[SOURCE DATA start]
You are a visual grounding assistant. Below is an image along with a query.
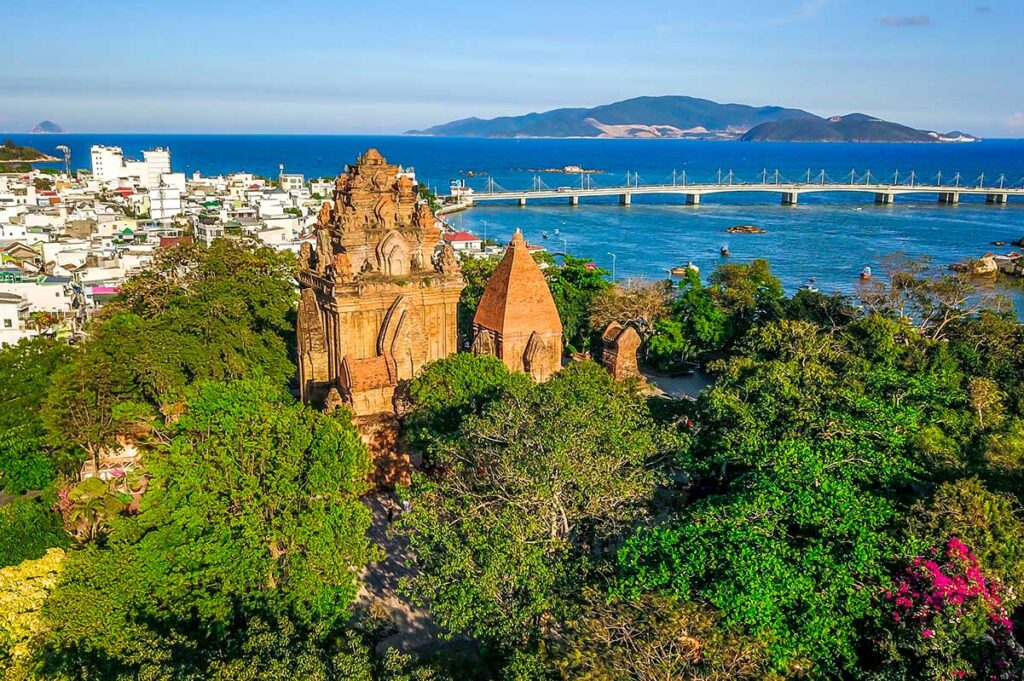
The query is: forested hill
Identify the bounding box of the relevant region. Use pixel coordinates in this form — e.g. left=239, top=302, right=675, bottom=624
left=0, top=139, right=55, bottom=163
left=740, top=114, right=975, bottom=142
left=407, top=96, right=974, bottom=141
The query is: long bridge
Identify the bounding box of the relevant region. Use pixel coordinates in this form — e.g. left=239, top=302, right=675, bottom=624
left=447, top=171, right=1024, bottom=207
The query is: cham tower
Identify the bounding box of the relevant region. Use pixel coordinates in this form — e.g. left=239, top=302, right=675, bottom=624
left=473, top=229, right=562, bottom=381
left=296, top=148, right=465, bottom=477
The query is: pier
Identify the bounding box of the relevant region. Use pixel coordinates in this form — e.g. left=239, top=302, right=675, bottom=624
left=447, top=171, right=1024, bottom=208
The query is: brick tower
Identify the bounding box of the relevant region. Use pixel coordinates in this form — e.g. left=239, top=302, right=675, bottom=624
left=473, top=229, right=562, bottom=381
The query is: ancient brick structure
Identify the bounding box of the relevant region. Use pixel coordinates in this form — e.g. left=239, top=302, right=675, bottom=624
left=601, top=322, right=641, bottom=381
left=297, top=150, right=464, bottom=477
left=473, top=229, right=562, bottom=381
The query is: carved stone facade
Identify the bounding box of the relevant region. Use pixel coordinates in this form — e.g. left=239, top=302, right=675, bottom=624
left=601, top=322, right=642, bottom=381
left=473, top=229, right=562, bottom=381
left=297, top=150, right=465, bottom=481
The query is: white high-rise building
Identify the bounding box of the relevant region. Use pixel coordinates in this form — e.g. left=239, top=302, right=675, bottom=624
left=90, top=144, right=125, bottom=182
left=90, top=144, right=171, bottom=188
left=142, top=146, right=171, bottom=187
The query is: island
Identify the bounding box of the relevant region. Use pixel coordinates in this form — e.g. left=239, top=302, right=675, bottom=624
left=406, top=95, right=977, bottom=142
left=29, top=121, right=68, bottom=134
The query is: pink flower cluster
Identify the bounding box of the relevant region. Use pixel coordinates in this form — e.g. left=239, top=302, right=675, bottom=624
left=884, top=538, right=1013, bottom=659
left=52, top=487, right=73, bottom=515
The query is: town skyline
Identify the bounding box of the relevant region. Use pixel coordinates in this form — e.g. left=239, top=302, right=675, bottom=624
left=8, top=0, right=1024, bottom=137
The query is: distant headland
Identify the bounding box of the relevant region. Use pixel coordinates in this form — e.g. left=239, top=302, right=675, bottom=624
left=406, top=95, right=977, bottom=142
left=29, top=121, right=68, bottom=134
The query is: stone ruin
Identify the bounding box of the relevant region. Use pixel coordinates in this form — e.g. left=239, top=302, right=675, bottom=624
left=296, top=148, right=465, bottom=482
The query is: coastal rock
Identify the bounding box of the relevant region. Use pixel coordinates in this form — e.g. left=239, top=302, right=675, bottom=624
[SOURCE DATA end]
— DIRECTIONS FOR THIS TASK —
Copy all of the material above word for word, leaving out the picture.

— RIGHT ANSWER —
You are a visual grounding assistant. Below is an image along with a query.
The query is: forested hill
Identify the bounding box of the relevant region. Use pixel coordinates in this form — e.g. left=239, top=302, right=675, bottom=624
left=0, top=139, right=55, bottom=163
left=740, top=114, right=975, bottom=142
left=407, top=96, right=974, bottom=141
The query is: long bridge
Identify the bounding box of the relevant region. Use pixel coordinates in this form — e.g. left=239, top=302, right=675, bottom=624
left=447, top=171, right=1024, bottom=207
The query is: cham tower
Identify the bounding box of the relevant region. Use pixel coordinates in this form — e.g. left=239, top=302, right=675, bottom=624
left=473, top=229, right=562, bottom=381
left=296, top=148, right=465, bottom=477
The query is: pier
Identify the bounding box of the relevant region. Use pixel coordinates in this form — e.g. left=239, top=302, right=675, bottom=624
left=447, top=171, right=1024, bottom=208
The query is: brick tower
Identify the bounding box of the relevant region. Use pixel coordinates in this form — e.g. left=239, top=302, right=675, bottom=624
left=473, top=229, right=562, bottom=381
The query is: ancient brick structure
Identify the bounding box of the relevant region. Use pixel coordinates in this form — e.g. left=239, top=302, right=675, bottom=624
left=601, top=322, right=641, bottom=381
left=297, top=150, right=464, bottom=477
left=473, top=229, right=562, bottom=381
The query is: carved stone facade
Identify the bounding box of the relevant region. Use pixel coordinates in this form — e.g. left=239, top=302, right=675, bottom=624
left=601, top=322, right=642, bottom=381
left=473, top=229, right=562, bottom=381
left=297, top=150, right=465, bottom=481
The query is: white high-rise building
Identify the bounding box of the relevant region. Use pixel coordinates in this form — e.g. left=239, top=302, right=675, bottom=624
left=90, top=144, right=125, bottom=182
left=90, top=144, right=171, bottom=188
left=142, top=146, right=171, bottom=187
The query is: island
Identify the bounding box of the relevant region. Use pixel coordinates in this form — e.g. left=239, top=302, right=675, bottom=624
left=406, top=95, right=977, bottom=142
left=29, top=121, right=68, bottom=134
The query is: pink flower cluster
Identify the bounding box of the relevant region. Use pixel coordinates in this form — e.g. left=239, top=302, right=675, bottom=624
left=884, top=538, right=1013, bottom=659
left=52, top=487, right=73, bottom=515
The query is: town skyline
Identify the bounding box of the relevant region. Use pixel coordinates in this form — e.g. left=239, top=302, right=675, bottom=624
left=8, top=0, right=1024, bottom=137
The query is: distant headland
Identify the bounding box of the relevant region. Use pixel coordinates in this form — e.g. left=239, top=302, right=675, bottom=624
left=406, top=95, right=977, bottom=142
left=29, top=121, right=68, bottom=134
The query is: stone ruin
Identify the bounding box of the relevant region. Use pixel coordinates in this form — e.g. left=239, top=302, right=675, bottom=624
left=296, top=148, right=465, bottom=482
The query is: coastal rock
Identify the bounding box of the relevant region. Use pixel coordinates in this form — e.g. left=239, top=302, right=675, bottom=624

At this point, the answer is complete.